▶ [TASK PROMPT] Rewrite the rows below, replacing every "One pin per instance" with "Place one pin on each instance" and leaving everything else unchanged.

▶ [MATERIAL FOR THIS TASK]

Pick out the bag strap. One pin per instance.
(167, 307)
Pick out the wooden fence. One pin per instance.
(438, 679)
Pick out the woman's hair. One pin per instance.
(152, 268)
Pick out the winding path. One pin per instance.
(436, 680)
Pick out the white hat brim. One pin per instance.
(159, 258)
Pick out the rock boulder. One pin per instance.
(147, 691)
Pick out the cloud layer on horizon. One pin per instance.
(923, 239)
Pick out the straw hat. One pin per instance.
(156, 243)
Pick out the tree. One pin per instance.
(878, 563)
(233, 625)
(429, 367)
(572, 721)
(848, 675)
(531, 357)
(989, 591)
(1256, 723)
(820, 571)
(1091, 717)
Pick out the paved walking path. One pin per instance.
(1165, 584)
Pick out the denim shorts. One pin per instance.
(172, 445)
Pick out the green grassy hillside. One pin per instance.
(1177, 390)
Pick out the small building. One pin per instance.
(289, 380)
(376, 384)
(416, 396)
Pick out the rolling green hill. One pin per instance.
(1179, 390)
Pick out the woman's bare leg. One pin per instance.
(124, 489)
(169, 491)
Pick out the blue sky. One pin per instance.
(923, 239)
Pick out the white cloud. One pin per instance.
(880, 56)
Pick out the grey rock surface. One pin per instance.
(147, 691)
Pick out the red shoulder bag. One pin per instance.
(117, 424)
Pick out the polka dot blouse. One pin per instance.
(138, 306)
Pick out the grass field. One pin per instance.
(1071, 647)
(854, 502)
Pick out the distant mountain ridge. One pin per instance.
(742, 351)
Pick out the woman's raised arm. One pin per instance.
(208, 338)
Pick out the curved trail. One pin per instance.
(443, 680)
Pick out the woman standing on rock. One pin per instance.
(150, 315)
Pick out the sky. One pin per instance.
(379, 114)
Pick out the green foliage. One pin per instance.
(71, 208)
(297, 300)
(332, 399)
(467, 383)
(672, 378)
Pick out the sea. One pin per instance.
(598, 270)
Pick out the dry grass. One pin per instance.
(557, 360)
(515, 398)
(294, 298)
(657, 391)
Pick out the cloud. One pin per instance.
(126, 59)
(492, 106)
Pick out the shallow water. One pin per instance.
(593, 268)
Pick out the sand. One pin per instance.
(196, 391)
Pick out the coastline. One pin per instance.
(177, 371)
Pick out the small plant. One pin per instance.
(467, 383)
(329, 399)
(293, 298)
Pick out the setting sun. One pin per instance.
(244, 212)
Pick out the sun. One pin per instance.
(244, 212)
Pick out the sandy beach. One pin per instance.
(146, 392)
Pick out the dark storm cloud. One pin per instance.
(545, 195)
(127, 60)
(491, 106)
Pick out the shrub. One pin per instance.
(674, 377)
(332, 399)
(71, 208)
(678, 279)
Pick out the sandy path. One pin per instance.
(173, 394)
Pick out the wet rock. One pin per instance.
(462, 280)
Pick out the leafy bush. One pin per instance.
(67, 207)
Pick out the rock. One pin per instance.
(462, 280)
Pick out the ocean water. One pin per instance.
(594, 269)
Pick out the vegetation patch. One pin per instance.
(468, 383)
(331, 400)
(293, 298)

▶ [RESULT OF THIS TASK]
Pick out the bag strap. Place one pin on each instance.
(167, 307)
Pick out the wooden fence. Place one pin on each instance.
(438, 679)
Pick out the woman's hair. Place one pin on each instance.
(152, 268)
Pick out the winding path. Place one pin on each instance.
(436, 680)
Pick out the white hat brim. Place one pin on each instance.
(159, 258)
Pick out the rock boulder. Place one pin on each instance.
(147, 691)
Pick out the cloud layer on horizon. Place one pin on each instance.
(923, 239)
Pick out the straw hat. Place one pin on each instance.
(156, 243)
Pick out the tree. Place one pin on each instance.
(878, 563)
(233, 625)
(429, 367)
(572, 721)
(848, 675)
(531, 357)
(989, 591)
(1256, 723)
(820, 571)
(1091, 717)
Pick out the paved walking path. Place one pin on each instance.
(1165, 584)
Pick out the denim shorts. Place one pin on each instance.
(172, 445)
Pick out the green grassy hillside. Place one pin on each instance.
(1177, 390)
Pick out the small building. Place one pin on each instance.
(289, 380)
(376, 384)
(416, 396)
Pick out the rolling green hill. Place one pin on each instance.
(1179, 390)
Pick out the woman's bare leg. Place one pin on each instance.
(124, 489)
(169, 491)
Pick out the blue sky. Place one pin on each instance.
(923, 239)
Pick out the white cloud. Place one pin on each instance.
(880, 56)
Pick out the grey rock surface. Place one pin on each instance.
(147, 691)
Pick out the red shoulder bag. Place one pin on each instance.
(117, 424)
Pick out the polka dot blouse. Place one pin on each instance.
(138, 306)
Pick out the grass field. Place one pin on each instance.
(1071, 647)
(854, 502)
Pick out the distant mountain ridge. Place one pin on each instance.
(742, 351)
Pick out the woman's raised arm. Place one pin on each instance.
(208, 338)
Pick out the curved trail. Place one pin on each instance.
(443, 680)
Pick out the woman standing on rock. Place one pin on each instance.
(150, 315)
Pick out the sky. Place one pin on each instance.
(379, 114)
Pick out the green foliage. Place one pin on each instance.
(71, 208)
(297, 300)
(332, 399)
(467, 383)
(672, 378)
Pick out the sea. Place one pin on each instance.
(598, 270)
Pick out the dry grass. Place one pin on each instance.
(557, 360)
(515, 398)
(294, 298)
(657, 391)
Pick out the cloud. Place one pin on each instance.
(126, 59)
(492, 106)
Pick out the shallow water. Place one pin on each instance.
(593, 268)
Pick out the sand. Place one pin on each instance.
(196, 391)
Pick out the coastline. Place one pin on each instance.
(177, 371)
Pick out the small plant. Place one pin on each instance.
(467, 383)
(329, 399)
(293, 298)
Pick out the setting sun. Place one pin on each instance.
(244, 212)
Pick out the sun. Place one pin on each instance.
(244, 212)
Pick out the sandy beach. Place one pin on each instance.
(146, 392)
Pick out the dark storm cloud. Place one pin on each instance.
(545, 195)
(127, 60)
(491, 106)
Pick out the shrub. Place one pin on each instance.
(674, 377)
(332, 399)
(71, 208)
(678, 279)
Pick out the sandy path. Place one pin on each instance.
(173, 394)
Pick out the wet rock. Place one pin on each instance.
(462, 280)
Pick out the leafy bush. Place one pin on each instance.
(67, 207)
Pick out the rock. Place one pin on each instance.
(462, 280)
Pick out the ocean water. Place one pin on each instance.
(594, 269)
Pick out the vegetation patch. Place one pin on each instance.
(468, 383)
(331, 400)
(293, 298)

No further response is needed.